▶ _QUESTIONS TO ANSWER_:
1/ List every governor named in the passage on Medicaid expansion under Obamacare.
2/ Extend the passage on Medicaid expansion under Obamacare past its final sentence.

━━━ EXCERPT

Gov. Corbett looks more and more like a stubborn holdout against covering the health-care needs of 600,000 low-income Pennsylvanians under Obamacare. His excuse is that he needs more data on the state's costs for the safety net.
Lodging similar dollars-and-cents objections Wednesday, Gov. Christie vetoed legislation that would launch an online health insurance marketplace for New Jersey residents. Christie, too, wants to crunch more numbers.
All in all, on this issue, the two governors are sounding like they might fit in better in some place like the Show Me State. But as it happens, mirroring Missouri's decision to embrace the reforms in the Affordable Care Act would be a smart move.
That state's governor, Jay Nixon, recently concluded he had seen more than enough compelling evidence to warrant moving ahead with a key provision of the new health-care law covering working adults in Missouri.
Missouri officials, like those in Harrisburg and Trenton, had been on the fence about expanding Medicaid under Obamacare. The fence-sitters included Nixon, a Democrat. The expansion, though, is critical to covering more than half of the 30 million Americans expected to be added to insurance rolls under the ACA.
The expansion will mean new out-of-pocket costs for states, even though the federal government will pay the full cost for the first three years and 90 percent after that. Those state outlays, however, should yield many benefits - by ensuring access to affordable health care for millions, as well as creating jobs and generating new tax revenues.

━━━━━━
━━━ INFORMATION PROVIDED

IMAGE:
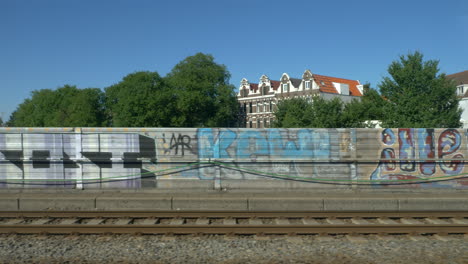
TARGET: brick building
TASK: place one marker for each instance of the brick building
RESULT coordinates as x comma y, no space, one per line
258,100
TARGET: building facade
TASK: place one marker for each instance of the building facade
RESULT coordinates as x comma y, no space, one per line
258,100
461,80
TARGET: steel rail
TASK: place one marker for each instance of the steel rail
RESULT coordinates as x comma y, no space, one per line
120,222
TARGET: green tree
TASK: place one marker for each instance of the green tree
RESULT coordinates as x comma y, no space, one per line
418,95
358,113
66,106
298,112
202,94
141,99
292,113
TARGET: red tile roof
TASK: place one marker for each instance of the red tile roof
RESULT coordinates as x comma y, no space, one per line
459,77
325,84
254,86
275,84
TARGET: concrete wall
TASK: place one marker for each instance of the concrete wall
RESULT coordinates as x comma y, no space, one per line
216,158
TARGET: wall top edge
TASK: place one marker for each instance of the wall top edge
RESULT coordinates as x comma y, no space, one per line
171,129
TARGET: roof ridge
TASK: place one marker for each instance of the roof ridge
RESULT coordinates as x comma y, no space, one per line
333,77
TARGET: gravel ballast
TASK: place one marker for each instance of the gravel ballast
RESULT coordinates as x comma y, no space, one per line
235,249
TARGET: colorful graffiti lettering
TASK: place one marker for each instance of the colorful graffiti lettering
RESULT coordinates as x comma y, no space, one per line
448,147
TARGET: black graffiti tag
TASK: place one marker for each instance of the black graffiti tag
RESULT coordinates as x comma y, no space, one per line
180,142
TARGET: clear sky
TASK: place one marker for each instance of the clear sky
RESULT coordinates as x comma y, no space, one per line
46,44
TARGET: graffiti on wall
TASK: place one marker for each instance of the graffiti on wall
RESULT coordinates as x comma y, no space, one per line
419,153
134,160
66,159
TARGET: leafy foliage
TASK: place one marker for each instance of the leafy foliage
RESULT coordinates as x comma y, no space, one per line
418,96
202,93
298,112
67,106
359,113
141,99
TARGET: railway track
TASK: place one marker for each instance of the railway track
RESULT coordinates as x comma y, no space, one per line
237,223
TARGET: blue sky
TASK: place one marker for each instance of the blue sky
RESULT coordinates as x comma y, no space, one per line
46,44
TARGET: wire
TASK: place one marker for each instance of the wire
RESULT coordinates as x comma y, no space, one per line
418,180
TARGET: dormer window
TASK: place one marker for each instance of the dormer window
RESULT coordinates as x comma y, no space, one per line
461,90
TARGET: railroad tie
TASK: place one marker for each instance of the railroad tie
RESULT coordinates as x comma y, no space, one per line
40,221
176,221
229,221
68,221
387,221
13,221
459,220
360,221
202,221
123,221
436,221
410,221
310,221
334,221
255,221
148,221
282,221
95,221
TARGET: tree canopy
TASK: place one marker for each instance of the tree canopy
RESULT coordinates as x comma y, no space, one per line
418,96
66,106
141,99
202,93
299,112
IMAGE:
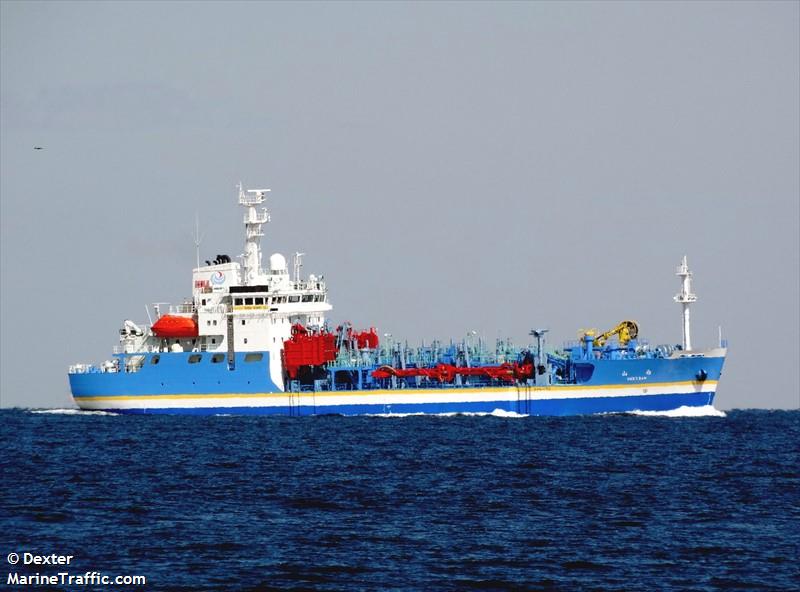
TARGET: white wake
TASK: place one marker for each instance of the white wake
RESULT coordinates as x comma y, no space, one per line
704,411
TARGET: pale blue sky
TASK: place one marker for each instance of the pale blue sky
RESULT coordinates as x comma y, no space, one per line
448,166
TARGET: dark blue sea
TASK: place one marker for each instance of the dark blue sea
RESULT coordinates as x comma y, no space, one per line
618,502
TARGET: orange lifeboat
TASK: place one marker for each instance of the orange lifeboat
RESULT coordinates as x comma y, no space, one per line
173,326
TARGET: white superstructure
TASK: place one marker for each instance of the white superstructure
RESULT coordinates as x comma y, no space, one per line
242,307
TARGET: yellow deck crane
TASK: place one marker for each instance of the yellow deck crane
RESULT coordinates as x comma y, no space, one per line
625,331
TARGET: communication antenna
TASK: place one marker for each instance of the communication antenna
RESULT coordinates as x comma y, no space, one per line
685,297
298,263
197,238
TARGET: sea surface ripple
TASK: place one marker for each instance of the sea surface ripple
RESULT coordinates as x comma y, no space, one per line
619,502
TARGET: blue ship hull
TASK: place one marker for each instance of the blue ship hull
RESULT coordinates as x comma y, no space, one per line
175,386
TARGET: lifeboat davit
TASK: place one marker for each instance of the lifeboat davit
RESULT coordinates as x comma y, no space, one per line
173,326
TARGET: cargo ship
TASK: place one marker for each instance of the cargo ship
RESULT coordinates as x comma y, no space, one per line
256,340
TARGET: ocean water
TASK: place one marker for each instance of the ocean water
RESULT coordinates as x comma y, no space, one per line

━━━━━━
━━━ INFORMATION PROVIDED

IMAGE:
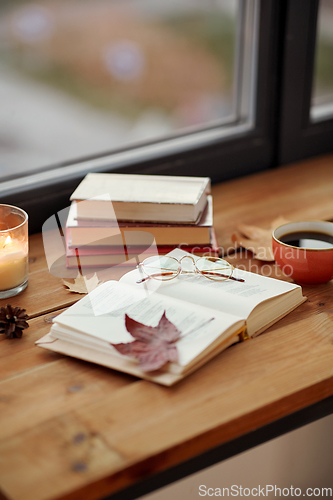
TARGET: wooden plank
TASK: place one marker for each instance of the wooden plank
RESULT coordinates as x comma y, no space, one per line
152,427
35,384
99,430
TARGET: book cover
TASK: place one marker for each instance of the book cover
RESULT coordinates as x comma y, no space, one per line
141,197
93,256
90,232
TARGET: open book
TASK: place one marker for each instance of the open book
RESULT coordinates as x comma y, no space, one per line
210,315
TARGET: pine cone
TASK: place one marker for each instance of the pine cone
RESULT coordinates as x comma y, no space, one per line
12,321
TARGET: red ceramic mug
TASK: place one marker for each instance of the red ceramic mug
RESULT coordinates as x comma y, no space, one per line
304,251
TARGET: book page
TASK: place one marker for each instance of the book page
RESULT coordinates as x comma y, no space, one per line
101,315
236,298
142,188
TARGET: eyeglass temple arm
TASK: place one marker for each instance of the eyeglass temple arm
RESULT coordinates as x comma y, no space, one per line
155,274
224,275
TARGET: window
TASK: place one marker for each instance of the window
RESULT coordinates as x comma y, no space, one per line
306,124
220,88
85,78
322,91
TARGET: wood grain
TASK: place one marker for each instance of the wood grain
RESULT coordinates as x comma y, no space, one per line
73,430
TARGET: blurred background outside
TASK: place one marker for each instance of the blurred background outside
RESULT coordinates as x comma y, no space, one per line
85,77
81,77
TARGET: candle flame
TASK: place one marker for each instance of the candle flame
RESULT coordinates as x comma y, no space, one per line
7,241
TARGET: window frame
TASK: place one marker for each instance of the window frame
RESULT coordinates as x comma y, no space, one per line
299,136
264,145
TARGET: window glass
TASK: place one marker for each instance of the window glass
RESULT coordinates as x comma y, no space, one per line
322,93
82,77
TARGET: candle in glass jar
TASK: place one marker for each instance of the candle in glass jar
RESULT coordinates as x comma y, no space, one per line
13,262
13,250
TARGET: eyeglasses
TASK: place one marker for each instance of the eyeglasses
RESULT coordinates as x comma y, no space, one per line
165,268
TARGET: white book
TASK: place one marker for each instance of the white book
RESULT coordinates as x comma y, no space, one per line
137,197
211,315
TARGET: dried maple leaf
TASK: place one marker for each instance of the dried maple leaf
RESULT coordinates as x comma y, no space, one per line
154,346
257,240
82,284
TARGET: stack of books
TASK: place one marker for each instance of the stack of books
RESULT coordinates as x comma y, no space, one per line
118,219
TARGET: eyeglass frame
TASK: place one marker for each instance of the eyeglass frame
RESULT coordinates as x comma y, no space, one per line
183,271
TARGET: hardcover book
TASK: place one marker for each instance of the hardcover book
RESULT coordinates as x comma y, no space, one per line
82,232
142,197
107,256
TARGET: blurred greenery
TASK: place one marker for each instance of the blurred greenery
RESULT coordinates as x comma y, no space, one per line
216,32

━━━━━━
━━━ INFORMATION PROVIDED

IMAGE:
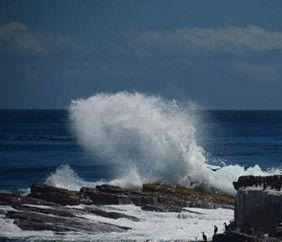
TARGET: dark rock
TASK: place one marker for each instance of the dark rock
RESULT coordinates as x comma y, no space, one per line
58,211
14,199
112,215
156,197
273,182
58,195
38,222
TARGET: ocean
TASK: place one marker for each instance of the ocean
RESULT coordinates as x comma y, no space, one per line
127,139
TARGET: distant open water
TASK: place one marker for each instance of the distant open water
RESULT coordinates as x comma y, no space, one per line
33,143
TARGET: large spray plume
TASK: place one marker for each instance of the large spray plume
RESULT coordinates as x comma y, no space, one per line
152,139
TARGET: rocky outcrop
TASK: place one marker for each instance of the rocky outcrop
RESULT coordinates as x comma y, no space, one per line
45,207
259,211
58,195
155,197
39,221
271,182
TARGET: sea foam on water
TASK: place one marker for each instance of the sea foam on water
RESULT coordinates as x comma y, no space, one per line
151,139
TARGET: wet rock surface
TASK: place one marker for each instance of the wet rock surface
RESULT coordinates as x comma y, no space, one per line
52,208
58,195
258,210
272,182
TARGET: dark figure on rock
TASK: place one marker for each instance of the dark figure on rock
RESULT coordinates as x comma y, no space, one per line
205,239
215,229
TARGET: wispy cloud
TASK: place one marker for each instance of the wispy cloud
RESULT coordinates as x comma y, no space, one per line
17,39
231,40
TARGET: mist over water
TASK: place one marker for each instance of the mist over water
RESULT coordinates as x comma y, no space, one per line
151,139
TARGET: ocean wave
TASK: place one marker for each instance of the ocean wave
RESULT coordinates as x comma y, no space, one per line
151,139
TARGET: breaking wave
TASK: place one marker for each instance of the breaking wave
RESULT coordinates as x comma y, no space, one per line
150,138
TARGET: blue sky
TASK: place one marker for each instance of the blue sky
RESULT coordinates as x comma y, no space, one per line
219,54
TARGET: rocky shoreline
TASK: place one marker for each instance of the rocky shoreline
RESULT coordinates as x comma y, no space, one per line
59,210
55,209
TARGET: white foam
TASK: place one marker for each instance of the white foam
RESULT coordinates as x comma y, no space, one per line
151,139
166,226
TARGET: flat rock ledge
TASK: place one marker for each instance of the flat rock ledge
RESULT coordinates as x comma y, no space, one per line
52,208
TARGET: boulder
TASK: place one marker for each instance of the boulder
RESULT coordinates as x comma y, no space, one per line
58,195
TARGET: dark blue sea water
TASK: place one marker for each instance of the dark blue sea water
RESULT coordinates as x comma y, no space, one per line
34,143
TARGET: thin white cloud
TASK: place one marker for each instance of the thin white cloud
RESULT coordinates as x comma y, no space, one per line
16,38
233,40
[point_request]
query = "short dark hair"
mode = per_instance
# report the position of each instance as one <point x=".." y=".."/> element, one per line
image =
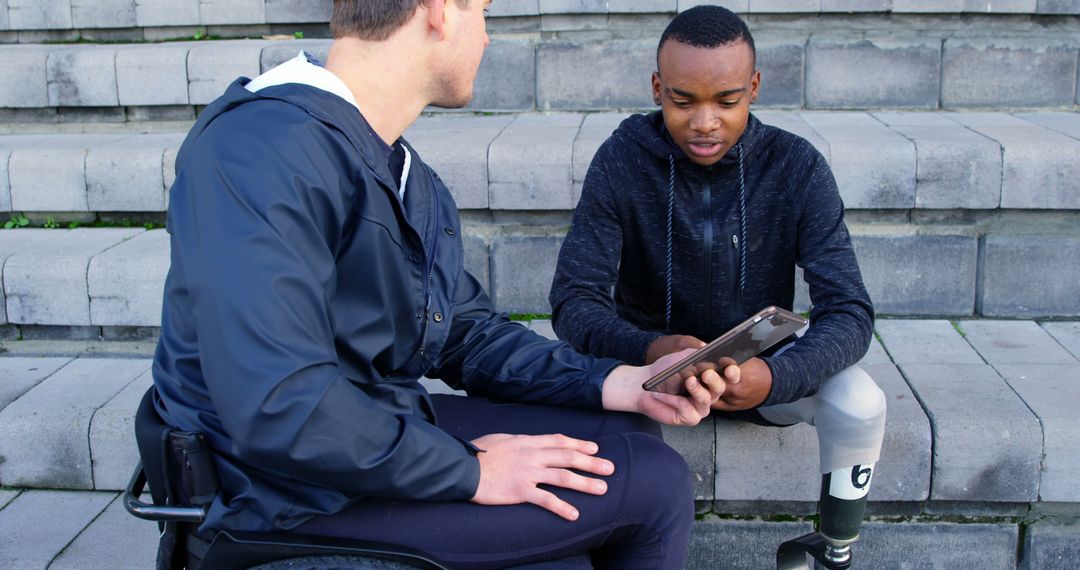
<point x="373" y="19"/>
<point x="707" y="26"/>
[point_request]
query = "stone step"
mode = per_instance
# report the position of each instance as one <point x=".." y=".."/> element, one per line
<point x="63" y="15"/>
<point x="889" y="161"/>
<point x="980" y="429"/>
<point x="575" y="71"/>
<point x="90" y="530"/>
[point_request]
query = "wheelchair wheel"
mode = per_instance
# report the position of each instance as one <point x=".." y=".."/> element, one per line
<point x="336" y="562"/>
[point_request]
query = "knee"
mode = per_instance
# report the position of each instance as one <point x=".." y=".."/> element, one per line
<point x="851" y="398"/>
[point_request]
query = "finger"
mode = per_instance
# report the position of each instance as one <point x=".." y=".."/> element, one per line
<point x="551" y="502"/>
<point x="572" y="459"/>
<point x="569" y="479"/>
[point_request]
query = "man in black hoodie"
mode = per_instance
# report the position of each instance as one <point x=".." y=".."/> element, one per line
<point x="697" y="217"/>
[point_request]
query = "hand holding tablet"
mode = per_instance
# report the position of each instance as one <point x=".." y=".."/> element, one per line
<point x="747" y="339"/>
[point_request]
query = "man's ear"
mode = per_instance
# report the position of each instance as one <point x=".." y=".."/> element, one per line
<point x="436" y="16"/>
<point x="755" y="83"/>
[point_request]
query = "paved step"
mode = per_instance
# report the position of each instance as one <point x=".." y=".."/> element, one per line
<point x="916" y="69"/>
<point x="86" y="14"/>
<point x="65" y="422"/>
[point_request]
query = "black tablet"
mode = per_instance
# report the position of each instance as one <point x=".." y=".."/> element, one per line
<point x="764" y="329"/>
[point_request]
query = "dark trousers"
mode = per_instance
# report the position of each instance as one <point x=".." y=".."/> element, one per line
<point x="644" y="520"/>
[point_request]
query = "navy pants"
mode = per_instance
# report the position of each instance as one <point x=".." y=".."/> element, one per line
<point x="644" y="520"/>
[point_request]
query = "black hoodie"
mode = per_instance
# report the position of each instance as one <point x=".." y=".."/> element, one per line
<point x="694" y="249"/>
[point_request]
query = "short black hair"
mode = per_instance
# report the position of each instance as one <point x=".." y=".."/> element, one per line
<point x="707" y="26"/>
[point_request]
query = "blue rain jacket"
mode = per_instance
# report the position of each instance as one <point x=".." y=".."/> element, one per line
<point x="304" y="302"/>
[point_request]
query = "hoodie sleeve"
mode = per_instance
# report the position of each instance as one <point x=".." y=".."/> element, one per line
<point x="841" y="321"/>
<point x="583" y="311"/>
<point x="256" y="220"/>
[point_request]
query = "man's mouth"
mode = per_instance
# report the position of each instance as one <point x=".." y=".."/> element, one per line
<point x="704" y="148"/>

━━━━━━

▶ _RESPONSES BY ITEM NUMBER_:
1/ Gov. Corbett, Gov. Christie, Jay Nixon

2/
Indeed, that's the case that swayed Missouri's Nixon in late November. He came out in support of the Medicaid expansion on the day after the state hospital association released a report showing increases in health-care spending under Obamacare would create 24,000 jobs across Missouri. The taxes generated by those jobs would more than cover the state's outlays under the ACA, said the trade group.
As a Phillies fan once said in exhorting his team to reach the World Series, "Why can't us?"
Both Corbett and Christie seem so focused on the Medicaid price tag that they ignore the broader social and economic advances derived by expanding Medicaid to cover more working adults. The same muddled thinking blocks creation of state-run insurance exchanges.
But the new jobs that other states expect could be just as much of a reality here. Beyond that, the savings on unpaid treatment, coupled with better patient care, are seen as creating "a truly win-win scenario" by officials at area hospitals critical to the region's robust health-care economy.
By passing on billions in federal aid under Obamacare, Corbett and Christie would prevent their states from sharing in economic gains offered by the ACA. Even worse, taxpayers in both states could see their costs mushroom without getting as much federal help if Medicaid-eligible individuals apply for coverage anyway.